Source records
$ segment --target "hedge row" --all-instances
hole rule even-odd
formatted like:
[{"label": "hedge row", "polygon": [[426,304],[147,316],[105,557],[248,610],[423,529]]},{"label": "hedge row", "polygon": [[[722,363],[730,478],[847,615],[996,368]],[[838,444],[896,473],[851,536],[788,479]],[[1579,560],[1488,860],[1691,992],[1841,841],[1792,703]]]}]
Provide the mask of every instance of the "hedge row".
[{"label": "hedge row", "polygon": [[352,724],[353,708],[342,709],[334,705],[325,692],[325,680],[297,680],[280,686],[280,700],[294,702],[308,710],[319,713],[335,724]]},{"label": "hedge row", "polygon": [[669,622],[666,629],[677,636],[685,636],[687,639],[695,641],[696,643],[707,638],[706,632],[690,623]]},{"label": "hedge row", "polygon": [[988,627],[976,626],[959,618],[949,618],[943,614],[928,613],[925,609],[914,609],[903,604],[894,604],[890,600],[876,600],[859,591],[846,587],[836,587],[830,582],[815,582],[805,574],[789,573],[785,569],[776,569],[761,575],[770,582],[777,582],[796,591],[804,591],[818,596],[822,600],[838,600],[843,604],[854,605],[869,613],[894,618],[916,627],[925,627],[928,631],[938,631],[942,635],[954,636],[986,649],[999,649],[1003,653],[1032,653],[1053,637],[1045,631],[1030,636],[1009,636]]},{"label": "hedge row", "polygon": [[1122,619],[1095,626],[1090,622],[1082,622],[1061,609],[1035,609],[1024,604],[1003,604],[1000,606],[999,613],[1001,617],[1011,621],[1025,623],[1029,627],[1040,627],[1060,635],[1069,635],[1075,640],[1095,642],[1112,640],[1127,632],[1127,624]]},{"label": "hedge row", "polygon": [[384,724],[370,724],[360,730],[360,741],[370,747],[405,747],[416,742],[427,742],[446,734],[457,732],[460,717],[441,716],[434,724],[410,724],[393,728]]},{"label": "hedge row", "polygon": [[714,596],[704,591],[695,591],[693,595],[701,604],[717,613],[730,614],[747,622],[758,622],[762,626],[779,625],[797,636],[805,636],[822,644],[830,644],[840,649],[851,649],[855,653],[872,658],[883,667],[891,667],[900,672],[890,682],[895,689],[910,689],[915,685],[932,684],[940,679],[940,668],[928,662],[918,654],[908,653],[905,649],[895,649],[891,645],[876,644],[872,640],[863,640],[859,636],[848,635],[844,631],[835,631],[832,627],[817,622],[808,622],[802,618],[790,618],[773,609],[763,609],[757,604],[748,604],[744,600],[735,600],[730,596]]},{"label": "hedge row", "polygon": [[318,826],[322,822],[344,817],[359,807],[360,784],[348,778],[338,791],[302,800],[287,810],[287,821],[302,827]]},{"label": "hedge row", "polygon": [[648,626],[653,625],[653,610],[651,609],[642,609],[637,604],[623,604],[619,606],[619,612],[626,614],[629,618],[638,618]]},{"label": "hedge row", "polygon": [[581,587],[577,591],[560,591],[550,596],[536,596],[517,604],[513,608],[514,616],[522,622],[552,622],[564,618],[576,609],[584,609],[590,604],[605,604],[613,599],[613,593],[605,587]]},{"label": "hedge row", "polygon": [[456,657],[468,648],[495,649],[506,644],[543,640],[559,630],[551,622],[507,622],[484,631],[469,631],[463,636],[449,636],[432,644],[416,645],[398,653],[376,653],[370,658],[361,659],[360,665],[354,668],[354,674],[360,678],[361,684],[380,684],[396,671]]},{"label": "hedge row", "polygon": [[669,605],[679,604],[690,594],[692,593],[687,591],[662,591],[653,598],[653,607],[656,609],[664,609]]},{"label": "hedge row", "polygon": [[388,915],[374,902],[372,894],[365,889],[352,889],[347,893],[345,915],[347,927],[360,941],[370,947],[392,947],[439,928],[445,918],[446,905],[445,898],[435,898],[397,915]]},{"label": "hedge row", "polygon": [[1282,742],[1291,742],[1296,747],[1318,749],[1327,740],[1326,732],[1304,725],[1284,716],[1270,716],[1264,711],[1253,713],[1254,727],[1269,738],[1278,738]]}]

| Prompt |
Every line above needs to be retyped exactly.

| Answer for the task |
$ segment --target "hedge row" --all-instances
hole rule even-odd
formatted like:
[{"label": "hedge row", "polygon": [[426,304],[147,316],[105,557],[248,610],[423,529]]},{"label": "hedge row", "polygon": [[[722,363],[730,478],[847,615],[996,368]],[[838,444],[896,473],[851,536],[788,479]],[[1579,560],[1488,860],[1691,992],[1841,841],[1792,703]]]}]
Provide the mask of every instance of the "hedge row".
[{"label": "hedge row", "polygon": [[352,724],[353,708],[342,709],[334,705],[325,692],[325,680],[297,680],[280,686],[280,700],[294,702],[308,710],[319,713],[335,724]]},{"label": "hedge row", "polygon": [[669,622],[666,629],[677,636],[685,636],[687,639],[695,641],[696,643],[707,638],[706,632],[690,623]]},{"label": "hedge row", "polygon": [[988,627],[976,626],[959,618],[949,618],[943,614],[928,613],[925,609],[914,609],[903,604],[894,604],[890,600],[876,600],[859,591],[846,587],[836,587],[830,582],[815,582],[805,574],[789,573],[785,569],[776,569],[761,575],[770,582],[777,582],[796,591],[804,591],[818,596],[822,600],[838,600],[843,604],[854,605],[869,613],[894,618],[916,627],[925,627],[928,631],[938,631],[942,635],[954,636],[986,649],[999,649],[1003,653],[1032,653],[1053,637],[1045,631],[1030,636],[1009,636]]},{"label": "hedge row", "polygon": [[1122,619],[1095,626],[1090,622],[1082,622],[1061,609],[1035,609],[1024,604],[1003,604],[1000,606],[999,613],[1001,617],[1011,621],[1025,623],[1029,627],[1040,627],[1060,635],[1069,635],[1075,640],[1095,642],[1112,640],[1127,632],[1127,624]]},{"label": "hedge row", "polygon": [[384,724],[370,724],[360,730],[360,741],[370,747],[405,747],[416,742],[427,742],[446,734],[457,732],[460,717],[441,716],[434,724],[410,724],[393,728]]},{"label": "hedge row", "polygon": [[714,596],[704,591],[695,591],[693,595],[701,604],[717,613],[730,614],[747,622],[758,622],[762,626],[779,625],[797,636],[805,636],[822,644],[830,644],[840,649],[851,649],[855,653],[872,658],[883,667],[891,667],[900,672],[890,682],[895,689],[910,689],[915,685],[932,684],[940,679],[940,668],[928,662],[918,654],[908,653],[905,649],[895,649],[891,645],[876,644],[872,640],[863,640],[859,636],[848,635],[844,631],[835,631],[832,627],[817,622],[808,622],[802,618],[790,618],[773,609],[763,609],[757,604],[748,604],[744,600],[735,600],[730,596]]},{"label": "hedge row", "polygon": [[318,826],[322,822],[344,817],[359,807],[360,784],[348,778],[338,791],[302,800],[287,810],[287,821],[302,827]]},{"label": "hedge row", "polygon": [[648,626],[653,625],[653,610],[651,609],[642,609],[637,604],[623,604],[619,606],[619,612],[626,614],[629,618],[638,618]]},{"label": "hedge row", "polygon": [[581,587],[577,591],[560,591],[550,596],[536,596],[517,604],[513,608],[514,616],[522,622],[552,622],[564,618],[576,609],[584,609],[590,604],[605,604],[613,599],[613,593],[605,587]]},{"label": "hedge row", "polygon": [[456,657],[468,648],[495,649],[506,644],[543,640],[559,630],[551,622],[507,622],[484,631],[469,631],[463,636],[449,636],[432,644],[416,645],[398,653],[376,653],[370,658],[361,659],[360,665],[354,668],[354,674],[360,678],[361,684],[380,684],[396,671]]},{"label": "hedge row", "polygon": [[669,605],[679,604],[690,594],[692,593],[687,591],[662,591],[653,598],[653,607],[656,609],[664,609]]},{"label": "hedge row", "polygon": [[388,915],[374,902],[372,894],[365,889],[352,889],[347,893],[345,915],[347,927],[360,941],[370,947],[392,947],[439,928],[445,918],[446,905],[445,898],[435,898],[397,915]]},{"label": "hedge row", "polygon": [[1282,742],[1291,742],[1296,747],[1318,749],[1327,740],[1326,732],[1304,725],[1284,716],[1270,716],[1264,711],[1253,713],[1254,727],[1269,738],[1278,738]]}]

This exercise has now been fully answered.